## Text provided
----------

Covid: What are the social distancing rules this Christmas?

What are the Christmas rules in England?

The PM said no new measures were required before Christmas, even though there is “no doubt that Omicron continues to surge with a speed unlike anything we’ve seen before”.

Instead, he said people should exercise caution and follow guidance – including keeping fresh air circulating and taking a test before visiting vulnerable and elderly relatives.

Restrictions in England don’t include limits on socialising – so people are legally allowed to have friends and family over for Christmas, or to meet in places like pubs and nightclubs.

However, England’s chief medical officer Chris Whitty has advised: “Don’t mix with people you don’t have to for either work or for family things.” He urged people to prioritise the events which “really matter to them”.

What has been announced in Scotland?

People should cancel work Christmas parties and limit time spent with other households, the Scottish government says.

If families do socialise they are advised to meet just two other households either side of Christmas.

Guidance for Christmas Eve, Christmas Day and Boxing Day includes:

  • keep celebrations as small as family circumstances allow
  • everyone should be vaccinated and must test in advance
  • rooms should be well-ventilated
  • hygiene rules should be followed

Care home residents will only be able to see people from two households in a single visit. Hospital patients will only be able to have two visitors at a time.

New restrictions come into force after Christmas.

From 26 December, all outdoor events will be limited to just 500 people. Indoor events such as concerts will be limited to 200 people if they are seated, or 100 for standing.

It means football matches will be largely spectator-free, and Edinburgh’s Hogmanay party has been cancelled.

Physical distancing of 1m will need to be in place for all events that do go ahead.

And pubs and other hospitality venues selling alcohol will need to reintroduce table service from 27 December.

These rules will be in place for at least three weeks.

----------

## Information shown
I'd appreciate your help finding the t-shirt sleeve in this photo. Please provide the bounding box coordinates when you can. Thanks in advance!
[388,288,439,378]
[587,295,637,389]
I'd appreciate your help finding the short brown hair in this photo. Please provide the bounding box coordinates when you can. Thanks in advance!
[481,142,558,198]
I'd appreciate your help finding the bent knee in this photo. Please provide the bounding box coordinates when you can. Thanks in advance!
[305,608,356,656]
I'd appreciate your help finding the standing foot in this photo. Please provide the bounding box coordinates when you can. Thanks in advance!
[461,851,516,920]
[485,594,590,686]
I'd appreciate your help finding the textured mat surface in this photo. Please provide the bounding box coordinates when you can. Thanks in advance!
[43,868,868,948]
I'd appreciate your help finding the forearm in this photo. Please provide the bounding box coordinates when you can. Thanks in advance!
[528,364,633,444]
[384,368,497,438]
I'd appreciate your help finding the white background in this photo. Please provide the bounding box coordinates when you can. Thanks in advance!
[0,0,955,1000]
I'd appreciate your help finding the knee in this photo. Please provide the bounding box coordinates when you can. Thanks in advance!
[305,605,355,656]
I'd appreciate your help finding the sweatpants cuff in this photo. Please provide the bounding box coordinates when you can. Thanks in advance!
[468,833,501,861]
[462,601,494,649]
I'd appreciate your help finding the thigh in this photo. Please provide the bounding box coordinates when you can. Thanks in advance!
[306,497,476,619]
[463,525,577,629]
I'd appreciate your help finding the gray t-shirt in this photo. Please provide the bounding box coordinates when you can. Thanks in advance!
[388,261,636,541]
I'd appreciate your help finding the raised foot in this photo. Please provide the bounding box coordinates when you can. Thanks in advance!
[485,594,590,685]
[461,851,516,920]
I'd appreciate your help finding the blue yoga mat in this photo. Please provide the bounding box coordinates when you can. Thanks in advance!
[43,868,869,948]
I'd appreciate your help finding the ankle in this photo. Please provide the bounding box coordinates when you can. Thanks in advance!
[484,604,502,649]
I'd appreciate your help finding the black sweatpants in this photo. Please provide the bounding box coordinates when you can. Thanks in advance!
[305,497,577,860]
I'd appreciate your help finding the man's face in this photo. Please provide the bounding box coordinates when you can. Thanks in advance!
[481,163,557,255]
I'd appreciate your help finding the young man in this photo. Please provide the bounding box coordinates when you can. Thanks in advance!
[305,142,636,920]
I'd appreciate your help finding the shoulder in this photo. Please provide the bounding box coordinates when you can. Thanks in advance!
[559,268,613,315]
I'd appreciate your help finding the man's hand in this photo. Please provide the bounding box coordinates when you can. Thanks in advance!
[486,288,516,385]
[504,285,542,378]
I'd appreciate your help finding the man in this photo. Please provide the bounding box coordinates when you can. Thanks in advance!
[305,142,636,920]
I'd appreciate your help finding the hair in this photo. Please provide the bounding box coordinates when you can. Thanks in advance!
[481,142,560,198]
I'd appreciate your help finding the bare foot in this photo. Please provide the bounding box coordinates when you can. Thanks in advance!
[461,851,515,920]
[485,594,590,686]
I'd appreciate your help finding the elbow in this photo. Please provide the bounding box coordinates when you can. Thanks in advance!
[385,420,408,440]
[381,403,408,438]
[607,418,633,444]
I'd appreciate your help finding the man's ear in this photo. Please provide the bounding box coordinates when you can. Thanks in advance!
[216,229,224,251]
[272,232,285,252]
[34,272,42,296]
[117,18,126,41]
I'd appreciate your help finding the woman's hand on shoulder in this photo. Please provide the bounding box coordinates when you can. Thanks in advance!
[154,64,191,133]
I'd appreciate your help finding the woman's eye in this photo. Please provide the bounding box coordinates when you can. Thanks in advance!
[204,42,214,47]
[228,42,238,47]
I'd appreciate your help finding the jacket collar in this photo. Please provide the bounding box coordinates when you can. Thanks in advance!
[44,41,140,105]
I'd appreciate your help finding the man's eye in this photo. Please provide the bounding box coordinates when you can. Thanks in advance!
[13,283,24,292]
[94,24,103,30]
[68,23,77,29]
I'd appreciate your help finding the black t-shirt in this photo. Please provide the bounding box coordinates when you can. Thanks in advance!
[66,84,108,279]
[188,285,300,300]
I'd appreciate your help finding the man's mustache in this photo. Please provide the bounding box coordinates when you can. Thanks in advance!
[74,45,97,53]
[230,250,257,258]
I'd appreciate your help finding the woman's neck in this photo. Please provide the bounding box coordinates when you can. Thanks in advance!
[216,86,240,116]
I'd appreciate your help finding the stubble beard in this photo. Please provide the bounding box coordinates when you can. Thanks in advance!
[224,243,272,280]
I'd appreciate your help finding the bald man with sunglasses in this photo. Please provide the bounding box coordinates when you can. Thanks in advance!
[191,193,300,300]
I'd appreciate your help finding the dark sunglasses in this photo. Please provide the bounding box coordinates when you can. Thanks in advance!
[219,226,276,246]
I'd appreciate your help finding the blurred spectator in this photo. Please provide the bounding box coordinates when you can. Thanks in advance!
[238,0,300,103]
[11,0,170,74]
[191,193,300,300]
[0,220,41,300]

----------

## Tasks for this exercise
(1) In the article on Christmas Covid rules, how many visitors at a time may hospital patients in Scotland have?
(2) From the article on Christmas Covid rules, extract word for word the passage that opens with the words containing "The PM said" and closes with "pubs and nightclubs.".

## Answer set
(1) Two visitors at a time.

(2)
The PM said no new measures were required before Christmas, even though there is “no doubt that Omicron continues to surge with a speed unlike anything we’ve seen before”.

Instead, he said people should exercise caution and follow guidance – including keeping fresh air circulating and taking a test before visiting vulnerable and elderly relatives.

Restrictions in England don’t include limits on socialising – so people are legally allowed to have friends and family over for Christmas, or to meet in places like pubs and nightclubs.